§ SHORT PROBLEM
Rewrite the material below with "roadway-occupancy count" changed to "scene-labeling count" wherever it occurs, leaving everything else untouched. Omit the pictures from your answer.

:: SOURCE MATERIAL

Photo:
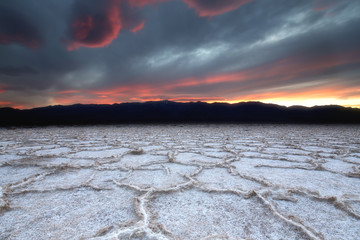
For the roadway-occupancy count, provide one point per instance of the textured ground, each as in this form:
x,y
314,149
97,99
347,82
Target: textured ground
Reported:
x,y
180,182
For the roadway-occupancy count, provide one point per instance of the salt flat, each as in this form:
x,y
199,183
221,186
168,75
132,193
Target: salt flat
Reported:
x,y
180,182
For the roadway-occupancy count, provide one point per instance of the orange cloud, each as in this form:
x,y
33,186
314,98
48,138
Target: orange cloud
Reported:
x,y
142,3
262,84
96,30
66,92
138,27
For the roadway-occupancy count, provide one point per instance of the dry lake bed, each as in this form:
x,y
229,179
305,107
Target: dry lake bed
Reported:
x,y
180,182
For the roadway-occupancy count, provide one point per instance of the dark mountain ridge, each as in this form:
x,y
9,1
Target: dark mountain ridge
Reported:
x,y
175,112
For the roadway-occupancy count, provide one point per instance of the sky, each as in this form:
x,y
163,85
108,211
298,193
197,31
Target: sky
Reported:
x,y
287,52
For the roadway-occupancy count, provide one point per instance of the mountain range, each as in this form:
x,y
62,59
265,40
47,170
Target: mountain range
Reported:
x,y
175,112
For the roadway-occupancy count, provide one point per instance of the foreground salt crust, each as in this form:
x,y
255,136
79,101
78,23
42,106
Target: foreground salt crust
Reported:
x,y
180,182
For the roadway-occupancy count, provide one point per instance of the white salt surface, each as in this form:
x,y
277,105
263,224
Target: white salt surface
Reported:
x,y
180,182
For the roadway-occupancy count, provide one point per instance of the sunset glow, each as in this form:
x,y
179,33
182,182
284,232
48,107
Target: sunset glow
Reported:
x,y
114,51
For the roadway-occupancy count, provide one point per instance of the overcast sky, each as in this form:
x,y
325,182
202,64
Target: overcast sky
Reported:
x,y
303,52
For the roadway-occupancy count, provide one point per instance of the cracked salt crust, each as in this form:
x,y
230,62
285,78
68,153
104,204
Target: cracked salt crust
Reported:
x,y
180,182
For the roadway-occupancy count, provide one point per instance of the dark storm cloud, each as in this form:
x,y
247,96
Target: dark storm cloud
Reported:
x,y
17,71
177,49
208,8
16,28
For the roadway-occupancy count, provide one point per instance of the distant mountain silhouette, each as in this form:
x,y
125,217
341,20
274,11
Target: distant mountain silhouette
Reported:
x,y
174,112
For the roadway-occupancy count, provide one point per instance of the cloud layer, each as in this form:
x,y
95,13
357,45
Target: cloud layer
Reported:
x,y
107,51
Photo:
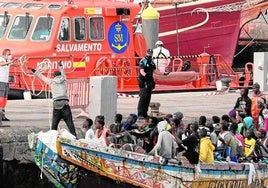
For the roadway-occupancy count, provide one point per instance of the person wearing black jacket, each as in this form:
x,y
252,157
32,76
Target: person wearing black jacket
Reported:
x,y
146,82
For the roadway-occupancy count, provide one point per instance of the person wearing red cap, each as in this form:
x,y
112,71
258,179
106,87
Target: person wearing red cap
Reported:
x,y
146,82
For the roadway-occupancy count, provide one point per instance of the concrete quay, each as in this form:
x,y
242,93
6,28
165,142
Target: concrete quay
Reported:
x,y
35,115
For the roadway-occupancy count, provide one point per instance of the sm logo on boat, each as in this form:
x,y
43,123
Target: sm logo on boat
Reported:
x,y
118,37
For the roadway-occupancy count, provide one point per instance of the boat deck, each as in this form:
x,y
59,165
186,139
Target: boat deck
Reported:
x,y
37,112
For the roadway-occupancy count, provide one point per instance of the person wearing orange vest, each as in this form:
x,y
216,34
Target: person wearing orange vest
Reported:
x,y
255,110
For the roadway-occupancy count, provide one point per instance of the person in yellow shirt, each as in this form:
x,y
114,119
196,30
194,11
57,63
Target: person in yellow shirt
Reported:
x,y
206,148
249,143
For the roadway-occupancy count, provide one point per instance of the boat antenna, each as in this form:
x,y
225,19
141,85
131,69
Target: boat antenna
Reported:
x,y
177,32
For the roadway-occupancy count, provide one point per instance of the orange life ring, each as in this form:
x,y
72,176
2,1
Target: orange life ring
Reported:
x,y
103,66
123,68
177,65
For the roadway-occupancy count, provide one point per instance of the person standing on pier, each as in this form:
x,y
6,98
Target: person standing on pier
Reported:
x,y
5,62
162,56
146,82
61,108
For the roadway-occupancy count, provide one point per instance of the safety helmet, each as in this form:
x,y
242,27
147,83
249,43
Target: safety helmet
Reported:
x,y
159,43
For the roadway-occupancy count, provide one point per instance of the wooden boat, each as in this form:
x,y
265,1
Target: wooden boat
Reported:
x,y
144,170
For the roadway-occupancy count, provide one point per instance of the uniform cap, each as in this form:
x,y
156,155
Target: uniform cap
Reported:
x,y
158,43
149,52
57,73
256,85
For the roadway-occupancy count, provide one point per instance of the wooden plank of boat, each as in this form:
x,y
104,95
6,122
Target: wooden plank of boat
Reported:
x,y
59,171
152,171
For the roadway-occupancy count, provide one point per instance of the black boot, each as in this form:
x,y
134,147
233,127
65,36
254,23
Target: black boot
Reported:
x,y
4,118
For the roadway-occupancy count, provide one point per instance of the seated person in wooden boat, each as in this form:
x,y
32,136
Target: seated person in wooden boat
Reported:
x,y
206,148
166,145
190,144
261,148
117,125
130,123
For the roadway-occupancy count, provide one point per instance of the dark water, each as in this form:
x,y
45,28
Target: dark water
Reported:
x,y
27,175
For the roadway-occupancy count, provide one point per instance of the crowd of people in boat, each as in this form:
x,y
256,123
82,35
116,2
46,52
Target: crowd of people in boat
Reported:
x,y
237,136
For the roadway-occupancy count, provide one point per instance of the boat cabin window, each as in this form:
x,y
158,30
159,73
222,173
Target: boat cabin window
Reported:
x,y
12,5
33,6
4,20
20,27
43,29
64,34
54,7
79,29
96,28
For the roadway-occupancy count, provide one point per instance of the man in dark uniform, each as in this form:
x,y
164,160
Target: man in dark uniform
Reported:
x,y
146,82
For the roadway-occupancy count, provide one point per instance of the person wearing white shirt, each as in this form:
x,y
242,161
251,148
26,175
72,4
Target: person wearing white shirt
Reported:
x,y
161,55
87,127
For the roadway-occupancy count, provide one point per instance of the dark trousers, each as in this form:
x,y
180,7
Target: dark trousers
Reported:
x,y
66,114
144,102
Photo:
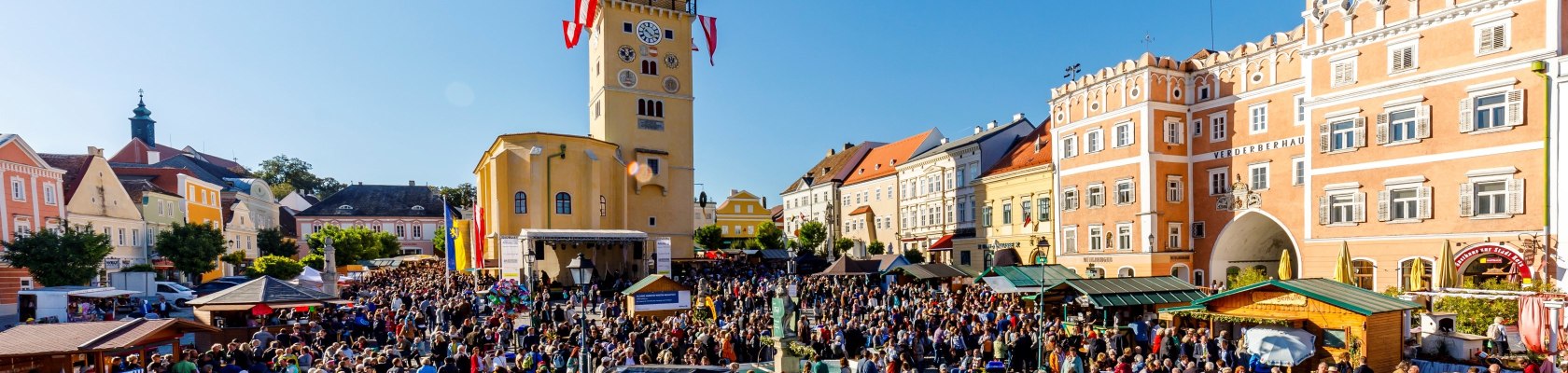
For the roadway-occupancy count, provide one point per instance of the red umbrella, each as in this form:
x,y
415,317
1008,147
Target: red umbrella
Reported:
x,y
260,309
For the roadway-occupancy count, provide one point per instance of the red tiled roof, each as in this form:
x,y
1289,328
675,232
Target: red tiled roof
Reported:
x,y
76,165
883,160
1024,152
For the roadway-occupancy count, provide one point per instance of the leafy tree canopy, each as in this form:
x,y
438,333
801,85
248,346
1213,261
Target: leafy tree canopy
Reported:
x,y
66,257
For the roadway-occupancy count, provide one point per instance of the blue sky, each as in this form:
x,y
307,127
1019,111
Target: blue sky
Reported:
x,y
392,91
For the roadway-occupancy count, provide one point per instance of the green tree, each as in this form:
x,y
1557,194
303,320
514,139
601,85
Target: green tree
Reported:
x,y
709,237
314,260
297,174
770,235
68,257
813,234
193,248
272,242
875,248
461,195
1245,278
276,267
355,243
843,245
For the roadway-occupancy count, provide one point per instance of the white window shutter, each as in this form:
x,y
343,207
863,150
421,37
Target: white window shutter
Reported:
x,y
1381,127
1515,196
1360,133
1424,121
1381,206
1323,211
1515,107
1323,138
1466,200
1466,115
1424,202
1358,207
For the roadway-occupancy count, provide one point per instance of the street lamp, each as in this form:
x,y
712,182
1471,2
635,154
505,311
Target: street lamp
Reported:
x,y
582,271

::::

§ FINISHED ANSWER
Photo:
For the scene-labeling count, provide one point per instance of the textured ground, each as in this form:
x,y
314,149
97,99
347,82
Target: textured ground
Reported:
x,y
180,182
For the scene-labeling count, provide one point per instance of the salt flat, each as in this form:
x,y
199,183
221,186
168,75
132,193
Target: salt flat
Reported:
x,y
180,182
For the scene-labeling count, provide one point per instance of the orange cloud, each as in this form:
x,y
33,186
314,98
48,138
Target: orange cloud
Reported:
x,y
142,3
262,84
96,30
66,92
138,27
For the scene-labeling count, provide one point per instance of the dry lake bed, each as in this form:
x,y
229,179
305,107
Target: dry lake bed
Reported:
x,y
180,182
For the scene-labeling count, provide one point per instance of the dark mountain ridge, each as in this form:
x,y
9,1
Target: dark mountain ridge
Reported:
x,y
175,112
For the scene-labeling count, provide one point per instance of the sky, each as in this form:
x,y
163,85
108,211
298,193
197,31
Target: sky
Reported:
x,y
287,52
For the scene-labeling count, provide one point per instance of the mountain range, each as in this form:
x,y
62,59
265,40
47,170
Target: mountain range
Reported:
x,y
175,112
For the scene-labeling count, provide one point per instance of the foreground salt crust, each as in this form:
x,y
255,136
79,101
78,23
42,106
Target: foreground salt crust
Reported:
x,y
180,182
For the scene-labeling count, provide one point per instance of the white salt surface, each as in this form:
x,y
277,105
263,224
Target: white salt surface
Reported:
x,y
180,182
For the scene-labeling count, provide one point per instance of the sunset glow, each as in this form:
x,y
179,33
182,182
284,232
48,107
Target: sunset glow
Reported:
x,y
114,51
For the scene-labeling count, provide one point per instance of the overcast sky, each as in this form:
x,y
325,182
202,64
Target: overcast sky
Reported:
x,y
303,52
For the scene-labeling count, provide one point per instance of the cracked salt crust, each as in this form:
x,y
230,62
285,78
68,153
104,204
Target: cracked salt crust
Reported:
x,y
180,182
For the scene-labeling count, provide one point per instance of the dark storm cloud, each as in this form:
x,y
247,96
Target: dark storm cloud
Reported:
x,y
17,71
177,49
208,8
16,28
For the scene-labeling count, provide one point per instance of the distant mountain silhouette, each as in this form:
x,y
125,217
341,20
274,11
Target: distant mountain silhouette
Reported:
x,y
174,112
For the scene-labeling count, provide one point per instance of the cloud layer, each as in this form:
x,y
95,13
357,45
Target: cloud layer
Reported:
x,y
107,51
Photo:
For the scene-labeling count, provide one point per instance of the person wearing black jacket, each as in this form:
x,y
252,157
32,76
Target: person wearing black jacket
Reported:
x,y
146,82
For the scene-labeling count, provide one point per instance of the person wearing red cap, each as in this form:
x,y
112,71
258,179
106,87
Target: person wearing red cap
Reported:
x,y
146,82
For the scene-labeling count, provide one point per instance of the concrete quay, each as in this form:
x,y
242,93
6,28
165,142
Target: concrete quay
Reported:
x,y
35,115
For the scene-labeling count, provide one point per instance of the sm logo on boat, each as in this form:
x,y
43,123
Target: sm logo on boat
Reported:
x,y
118,37
For the scene-labeling count, provide one point per instance of the boat deck, each as in this form:
x,y
59,165
186,139
Target: boat deck
Reported:
x,y
37,112
For the scene-labeling count, provide one point per instance of the person wearing orange vest, each as in this form:
x,y
216,34
Target: person wearing orange vest
Reported:
x,y
255,110
For the scene-labeling count, provide one point per instance of the person in yellow shirt, each as in this form:
x,y
114,119
196,30
194,11
57,63
Target: person in yellow shirt
Reported:
x,y
206,148
249,143
For the scene-labeling count, provide one point per instance of the boat antenna, each as in this form:
x,y
225,19
141,85
131,69
Target: boat antenna
Reported:
x,y
177,32
For the scene-labeling count, provide one point per instance of the orange life ring, each as in this form:
x,y
72,176
2,1
Target: orange life ring
Reported:
x,y
103,66
123,68
177,65
For the scene-labeling count, provide one point per instance of the person standing on pier, each as in this form:
x,y
6,98
Target: person standing on pier
Reported:
x,y
5,62
162,56
146,82
61,108
For the scene-labeling count, provide one point per instance of the safety helmet, each as in this form:
x,y
242,27
147,83
249,43
Target: safety helmet
Reported:
x,y
159,43
For the scene-labeling count, provide one point per instance of the wooden boat, each as in this form:
x,y
265,1
Target: wooden boat
Reported:
x,y
144,170
For the scene-labeling count, provide one point per instance of the uniform cap, each as in this form:
x,y
156,155
Target: uniform cap
Reported:
x,y
158,43
149,52
57,73
256,85
For the scene-labeling count, provide one point per instance of the wooden plank of boat, each as in this form:
x,y
104,95
6,122
Target: wooden plank of boat
Reported:
x,y
59,171
152,171
For the scene-labeling count, provide one point per instance of the black boot, each as in this form:
x,y
134,147
233,127
65,36
254,23
Target: black boot
Reported:
x,y
4,118
For the scene-labeling count, provide one point per instance of the seated person in wooden boat, each as in this form:
x,y
32,136
Target: seated person in wooden boat
Reported:
x,y
206,148
166,145
190,144
261,148
117,125
130,123
For the scene-labeling count, provide one point per instance of the dark water, each as in this form:
x,y
45,28
Target: dark water
Reported:
x,y
27,175
For the scene-labeling count, provide one point per instance of the crowd of people in boat, each as in this form:
x,y
256,123
82,35
116,2
46,52
Target: crowd of people in boat
Reported:
x,y
237,136
For the scene-labeling count, provide one point per instance of the boat cabin window, each as in this form:
x,y
158,30
159,73
222,173
Target: boat cabin window
Reported:
x,y
12,5
33,6
4,20
20,27
43,29
64,34
54,7
79,29
96,28
For the scene-labeling count, provide one point per instance of the man in dark uniform, each as in this form:
x,y
164,160
Target: man in dark uniform
Reported:
x,y
146,82
For the scene-labeling count, provide one point per instance of the person wearing white shirt, each as in this form:
x,y
242,161
251,148
26,175
72,4
Target: person wearing white shirt
Reported:
x,y
161,55
87,127
For the scene-labeling count, provide one point per instance of the dark trousers, each as in this form:
x,y
180,7
Target: dark trousers
Reported:
x,y
66,114
144,102
Photo:
For the scene-labeling count, provide one point per instance of the red umbrella, each as in this form:
x,y
415,317
1008,147
Target: red umbrella
Reported:
x,y
260,309
For the scene-labeling count, provide one point per instance of the red tiled roof, each as in this form:
x,y
1289,328
675,232
Target: red tiled roof
Reported:
x,y
76,165
883,160
1024,152
For the scene-labeling count, provide one point per instance of the leafy tree canopy, each as in this form:
x,y
438,333
801,85
248,346
1213,261
Target: leafy tree canopy
Reported:
x,y
66,257
For the scene-labeling count, provide one point per instance of the blue sky, each as in this form:
x,y
307,127
1019,111
Target: blue sky
Reported:
x,y
392,91
For the scene-labeling count, provide one point per instance of the green tree, each as in this form:
x,y
1557,194
303,320
514,139
601,85
Target: green tree
Reported:
x,y
709,237
314,260
297,174
770,235
68,257
813,234
193,248
272,242
875,248
461,195
1245,278
276,267
355,243
843,245
For the scene-labeling count, provide one point per instance of the white window shutter, each as in this form:
x,y
343,207
863,150
421,37
Target: white window shutter
Reported:
x,y
1381,127
1515,196
1360,133
1424,121
1381,206
1323,211
1515,107
1323,138
1466,200
1466,115
1424,202
1358,207
For the scene-labeling count, provide one point per instance of the street lamp, each as in this form:
x,y
712,182
1471,2
635,154
505,311
Target: street lamp
Reported:
x,y
582,271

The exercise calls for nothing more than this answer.